Text zum Lesen:
Jan Lisiecki wurde als Sohn zweier Polen in Kanada geboren – in Zürich beweist er die musikalische Selbstverständlichkeit seines Landsmanns Chopin.
Jan Lisiecki, Sie haben einmal gesagt, das Faszinierendste an der Musik sei die absolute Konzentration auf den Moment, auf das Hier und Jetzt. Ist dieser Moment nur am Konzertabend möglich?
Am Konzert findet diese Art der Magie auf jeden Fall am häufigsten statt. Man arbeitet Hunderte, ja Tausende von Stunden an einem Stück – und alles läuft dann auf diese Augenblicke des ganz Besonderen heraus, darauf, dass etwas Einmaliges passiert.
Wie genau würden Sie diesen Moment beschreiben? Erleben Sie ihn bewusst als Pianist, der in einem Konzertsaal sitzt, oder verabschieden Sie sich in diesem Augenblick von Raum und Zeit?
Vielleicht ist es von beidem etwas: Auf der einen Seite funktioniert alles nur, weil man als Künstler auf einem Podium sitzt und den gleichen Raum und Augenblick mit dem Publikum teilt. Auf der anderen Seite versucht man, eine ganz eigene Sphäre zu kreieren, in die man das Publikum einlädt. Natürlich wird an einem Abend nicht jeder im Saal in der gleichen Sphäre sein, letzten Endes nimmt jeder das Konzert auf eine eigene Art wahr. Aber es gibt dieses Bewusstsein, dass wir alle den gleichen Moment mit derselben Musik teilen – und dadurch entsteht eine Verbindung. Es ist schwer, dieses Phänomen in Worte zu fassen. Man spürt einfach, wenn es zu fliessen beginnt, wenn der Solist ebenso wie ein Grossteil des Publikums im gleichen Kosmos sind.
«Wir teilen alle den gleichen Moment mit derselben Musik – dadurch entsteht eine Verbindung.»
Wie wichtig ist der Konzertsaal für diesen Zustand?
Wir leben in einer Zeit, in der alles ständig digital verfügbar ist. Was aber wirklich zählt, ist das Live-Erlebnis im Konzertsaal. Der Moment, von dem wir eben gesprochen haben, entsteht nur im direkten Kontakt von Künstler und Publikum. Ich versuche, an Konzerttagen auf Handy und Internet zu verzichten, um mich darauf zu konzentrieren, am Abend eine besondere Stimmung herzustellen.

Aufgabe 1:
Schreib den Absatz im Interview, der mit „Wir leben in einer Zeit“ anfängt, kürzer neu und behalte dabei seine wichtigsten Fakten.
Aufgabe 2:
Gib aus dem Interview den Teil zwischen „Vielleicht ist es“ und „gleichen Kosmos sind.“ wörtlich wieder, beide eingeschlossen.
Die Zeilen braucht man für die Aufgaben nicht.

Zeilen aus einer Sammlung:
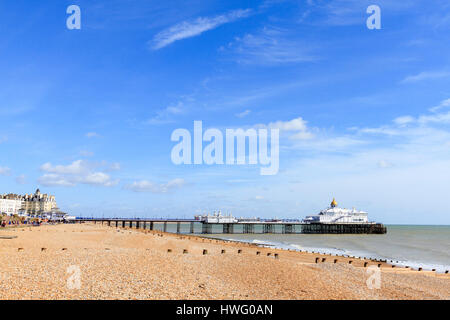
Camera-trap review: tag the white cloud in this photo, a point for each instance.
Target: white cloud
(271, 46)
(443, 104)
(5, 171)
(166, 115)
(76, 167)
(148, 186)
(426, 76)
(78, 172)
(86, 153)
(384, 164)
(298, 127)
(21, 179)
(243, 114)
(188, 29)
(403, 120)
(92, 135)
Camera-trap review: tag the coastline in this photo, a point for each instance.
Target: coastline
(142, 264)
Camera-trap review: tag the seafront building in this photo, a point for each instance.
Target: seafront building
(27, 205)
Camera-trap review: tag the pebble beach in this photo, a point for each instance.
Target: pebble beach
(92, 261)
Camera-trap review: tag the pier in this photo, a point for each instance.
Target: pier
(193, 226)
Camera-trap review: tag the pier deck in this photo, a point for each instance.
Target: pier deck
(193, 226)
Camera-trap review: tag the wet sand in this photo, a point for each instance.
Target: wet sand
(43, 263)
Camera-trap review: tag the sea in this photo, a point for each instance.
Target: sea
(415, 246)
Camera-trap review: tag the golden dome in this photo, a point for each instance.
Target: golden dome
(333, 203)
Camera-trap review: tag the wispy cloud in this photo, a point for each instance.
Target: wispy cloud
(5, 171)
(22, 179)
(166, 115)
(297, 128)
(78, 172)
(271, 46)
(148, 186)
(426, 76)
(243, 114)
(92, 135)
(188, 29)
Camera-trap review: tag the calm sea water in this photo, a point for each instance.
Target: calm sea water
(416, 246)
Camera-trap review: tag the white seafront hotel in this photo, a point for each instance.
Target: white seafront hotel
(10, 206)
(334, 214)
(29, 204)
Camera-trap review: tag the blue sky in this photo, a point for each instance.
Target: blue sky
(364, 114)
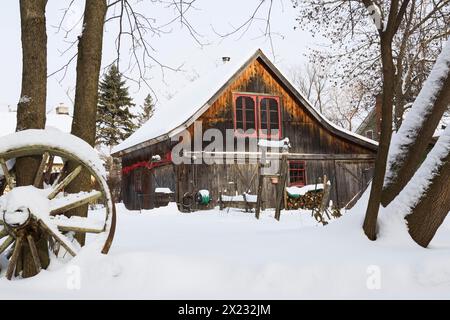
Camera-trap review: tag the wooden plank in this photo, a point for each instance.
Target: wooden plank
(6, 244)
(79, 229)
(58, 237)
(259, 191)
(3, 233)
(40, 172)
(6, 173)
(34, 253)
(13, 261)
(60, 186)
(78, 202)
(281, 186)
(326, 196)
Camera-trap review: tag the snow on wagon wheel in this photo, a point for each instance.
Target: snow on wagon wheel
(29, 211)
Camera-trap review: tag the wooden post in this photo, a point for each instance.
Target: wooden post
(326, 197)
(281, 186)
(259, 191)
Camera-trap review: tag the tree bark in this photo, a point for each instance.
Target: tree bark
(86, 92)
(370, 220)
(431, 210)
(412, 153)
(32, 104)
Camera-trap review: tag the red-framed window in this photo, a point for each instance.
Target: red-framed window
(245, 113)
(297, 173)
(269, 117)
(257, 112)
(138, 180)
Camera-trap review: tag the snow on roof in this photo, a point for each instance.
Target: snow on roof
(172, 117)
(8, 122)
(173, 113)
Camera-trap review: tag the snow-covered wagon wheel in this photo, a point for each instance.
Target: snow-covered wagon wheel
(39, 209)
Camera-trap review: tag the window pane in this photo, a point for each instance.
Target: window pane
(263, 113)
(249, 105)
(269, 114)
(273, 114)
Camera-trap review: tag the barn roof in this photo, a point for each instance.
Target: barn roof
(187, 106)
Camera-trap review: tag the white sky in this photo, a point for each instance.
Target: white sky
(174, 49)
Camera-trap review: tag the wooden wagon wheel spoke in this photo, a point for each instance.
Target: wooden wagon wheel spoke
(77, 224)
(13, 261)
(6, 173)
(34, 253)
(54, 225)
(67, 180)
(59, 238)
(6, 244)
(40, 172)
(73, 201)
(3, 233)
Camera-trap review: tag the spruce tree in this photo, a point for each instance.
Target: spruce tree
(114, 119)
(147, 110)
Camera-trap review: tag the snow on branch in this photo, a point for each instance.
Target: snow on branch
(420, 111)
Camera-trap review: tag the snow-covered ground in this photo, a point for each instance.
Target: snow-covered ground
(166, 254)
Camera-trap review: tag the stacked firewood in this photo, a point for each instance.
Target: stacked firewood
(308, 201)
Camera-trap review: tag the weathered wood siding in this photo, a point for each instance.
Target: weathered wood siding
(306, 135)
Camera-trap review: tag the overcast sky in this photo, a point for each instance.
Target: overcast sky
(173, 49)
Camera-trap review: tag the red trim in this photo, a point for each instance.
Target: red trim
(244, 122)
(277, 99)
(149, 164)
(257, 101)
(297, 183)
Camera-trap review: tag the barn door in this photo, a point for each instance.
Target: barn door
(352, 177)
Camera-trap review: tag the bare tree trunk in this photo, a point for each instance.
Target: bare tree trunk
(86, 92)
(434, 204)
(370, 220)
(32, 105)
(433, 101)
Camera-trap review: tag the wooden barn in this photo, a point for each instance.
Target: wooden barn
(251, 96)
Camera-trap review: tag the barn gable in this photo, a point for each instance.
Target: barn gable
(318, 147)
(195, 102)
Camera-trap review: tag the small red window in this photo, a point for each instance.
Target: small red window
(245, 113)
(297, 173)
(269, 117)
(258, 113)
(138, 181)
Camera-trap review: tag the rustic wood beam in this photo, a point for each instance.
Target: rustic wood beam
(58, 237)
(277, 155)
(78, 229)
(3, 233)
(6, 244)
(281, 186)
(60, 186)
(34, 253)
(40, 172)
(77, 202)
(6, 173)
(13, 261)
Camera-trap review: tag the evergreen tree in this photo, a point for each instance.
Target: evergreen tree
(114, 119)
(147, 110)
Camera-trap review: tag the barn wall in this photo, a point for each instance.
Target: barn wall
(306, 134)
---
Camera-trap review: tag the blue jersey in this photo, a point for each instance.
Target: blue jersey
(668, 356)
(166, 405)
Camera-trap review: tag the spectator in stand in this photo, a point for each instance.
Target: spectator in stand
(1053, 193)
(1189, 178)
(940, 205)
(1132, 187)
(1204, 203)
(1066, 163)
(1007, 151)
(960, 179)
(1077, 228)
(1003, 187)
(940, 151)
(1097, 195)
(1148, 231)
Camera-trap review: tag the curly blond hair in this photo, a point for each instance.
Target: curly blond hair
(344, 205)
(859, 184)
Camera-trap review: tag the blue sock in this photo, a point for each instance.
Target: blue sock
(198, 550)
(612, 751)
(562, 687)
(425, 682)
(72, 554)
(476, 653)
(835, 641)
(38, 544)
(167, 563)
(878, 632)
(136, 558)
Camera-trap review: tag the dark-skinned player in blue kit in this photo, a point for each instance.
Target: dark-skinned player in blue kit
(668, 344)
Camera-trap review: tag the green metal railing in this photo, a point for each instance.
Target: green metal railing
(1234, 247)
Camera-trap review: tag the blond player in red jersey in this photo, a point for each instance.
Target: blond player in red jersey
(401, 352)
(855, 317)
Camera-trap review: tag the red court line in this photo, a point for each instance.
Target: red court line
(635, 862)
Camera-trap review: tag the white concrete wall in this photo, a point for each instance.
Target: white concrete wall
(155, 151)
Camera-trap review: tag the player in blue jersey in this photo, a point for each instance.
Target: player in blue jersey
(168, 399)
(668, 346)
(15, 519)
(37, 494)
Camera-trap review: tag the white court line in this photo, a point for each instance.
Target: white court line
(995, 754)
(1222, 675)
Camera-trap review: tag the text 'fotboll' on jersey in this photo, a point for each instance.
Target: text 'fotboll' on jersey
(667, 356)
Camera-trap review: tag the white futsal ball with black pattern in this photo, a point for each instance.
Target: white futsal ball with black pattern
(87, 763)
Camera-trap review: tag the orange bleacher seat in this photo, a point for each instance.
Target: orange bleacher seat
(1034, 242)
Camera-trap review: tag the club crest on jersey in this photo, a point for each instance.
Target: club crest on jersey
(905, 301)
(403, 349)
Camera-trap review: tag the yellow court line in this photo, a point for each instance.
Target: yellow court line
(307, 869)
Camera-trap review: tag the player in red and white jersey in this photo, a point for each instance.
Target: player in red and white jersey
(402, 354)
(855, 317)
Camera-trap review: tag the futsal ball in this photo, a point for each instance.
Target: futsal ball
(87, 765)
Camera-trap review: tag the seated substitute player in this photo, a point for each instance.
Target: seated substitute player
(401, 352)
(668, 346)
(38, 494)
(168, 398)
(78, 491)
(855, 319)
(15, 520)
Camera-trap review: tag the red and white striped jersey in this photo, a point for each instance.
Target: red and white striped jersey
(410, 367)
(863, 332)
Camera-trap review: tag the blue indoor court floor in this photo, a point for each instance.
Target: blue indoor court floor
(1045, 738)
---
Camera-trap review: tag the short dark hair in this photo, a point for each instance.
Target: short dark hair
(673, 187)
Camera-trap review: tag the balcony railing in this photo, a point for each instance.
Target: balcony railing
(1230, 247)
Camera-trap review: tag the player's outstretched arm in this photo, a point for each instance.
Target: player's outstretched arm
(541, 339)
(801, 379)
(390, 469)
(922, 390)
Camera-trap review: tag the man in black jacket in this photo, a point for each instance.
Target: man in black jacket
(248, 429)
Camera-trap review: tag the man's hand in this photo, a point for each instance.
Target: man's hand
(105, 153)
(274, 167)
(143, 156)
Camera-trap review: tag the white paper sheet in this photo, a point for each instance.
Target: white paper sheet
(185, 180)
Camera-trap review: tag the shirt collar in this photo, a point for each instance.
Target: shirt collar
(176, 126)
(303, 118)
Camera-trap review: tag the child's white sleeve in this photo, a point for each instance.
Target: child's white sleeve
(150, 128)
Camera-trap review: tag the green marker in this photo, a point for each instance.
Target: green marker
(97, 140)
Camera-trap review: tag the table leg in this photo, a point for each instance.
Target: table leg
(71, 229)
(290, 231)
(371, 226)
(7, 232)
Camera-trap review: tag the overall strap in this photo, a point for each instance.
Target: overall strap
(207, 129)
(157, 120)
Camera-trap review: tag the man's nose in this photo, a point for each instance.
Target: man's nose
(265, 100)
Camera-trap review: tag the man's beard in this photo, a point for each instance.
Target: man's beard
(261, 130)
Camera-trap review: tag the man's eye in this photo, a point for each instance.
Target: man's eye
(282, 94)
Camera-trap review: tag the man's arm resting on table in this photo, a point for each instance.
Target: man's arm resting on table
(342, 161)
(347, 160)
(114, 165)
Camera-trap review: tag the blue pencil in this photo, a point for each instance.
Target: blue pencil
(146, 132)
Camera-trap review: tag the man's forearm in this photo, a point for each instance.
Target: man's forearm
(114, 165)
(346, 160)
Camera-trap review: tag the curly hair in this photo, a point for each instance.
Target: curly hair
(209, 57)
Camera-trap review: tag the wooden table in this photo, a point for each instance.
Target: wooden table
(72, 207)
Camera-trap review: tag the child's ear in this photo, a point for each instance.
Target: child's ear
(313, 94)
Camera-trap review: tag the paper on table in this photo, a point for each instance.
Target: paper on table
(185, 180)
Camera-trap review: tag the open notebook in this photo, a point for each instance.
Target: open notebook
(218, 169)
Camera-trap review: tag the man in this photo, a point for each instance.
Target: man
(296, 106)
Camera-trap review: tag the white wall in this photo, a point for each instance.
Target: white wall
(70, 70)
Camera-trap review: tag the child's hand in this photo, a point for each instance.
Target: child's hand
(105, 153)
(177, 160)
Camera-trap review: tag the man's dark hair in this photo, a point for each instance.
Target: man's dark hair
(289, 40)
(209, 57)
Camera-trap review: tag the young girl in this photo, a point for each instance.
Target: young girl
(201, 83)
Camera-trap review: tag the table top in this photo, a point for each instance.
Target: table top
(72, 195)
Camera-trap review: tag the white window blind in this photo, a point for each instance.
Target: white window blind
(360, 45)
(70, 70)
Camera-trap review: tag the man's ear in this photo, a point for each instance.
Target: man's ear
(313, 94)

Ergebnis 1:
Heute ist alles ständig digital verfügbar, doch entscheidend ist das Live-Erlebnis im Konzertsaal. Nur wenn Künstler und Publikum direkt zusammenkommen, entsteht der besondere Moment. Deshalb verzichtet Lisiecki an Konzerttagen möglichst auf Handy und Internet, um am Abend eine besondere Stimmung schaffen zu können.

Ergebnis 2:
Vielleicht ist es von beidem etwas: Auf der einen Seite funktioniert alles nur, weil man als Künstler auf einem Podium sitzt und den gleichen Raum und Augenblick mit dem Publikum teilt. Auf der anderen Seite versucht man, eine ganz eigene Sphäre zu kreieren, in die man das Publikum einlädt. Natürlich wird an einem Abend nicht jeder im Saal in der gleichen Sphäre sein, letzten Endes nimmt jeder das Konzert auf eine eigene Art wahr. Aber es gibt dieses Bewusstsein, dass wir alle den gleichen Moment mit derselben Musik teilen – und dadurch entsteht eine Verbindung. Es ist schwer, dieses Phänomen in Worte zu fassen. Man spürt einfach, wenn es zu fliessen beginnt, wenn der Solist ebenso wie ein Grossteil des Publikums im gleichen Kosmos sind.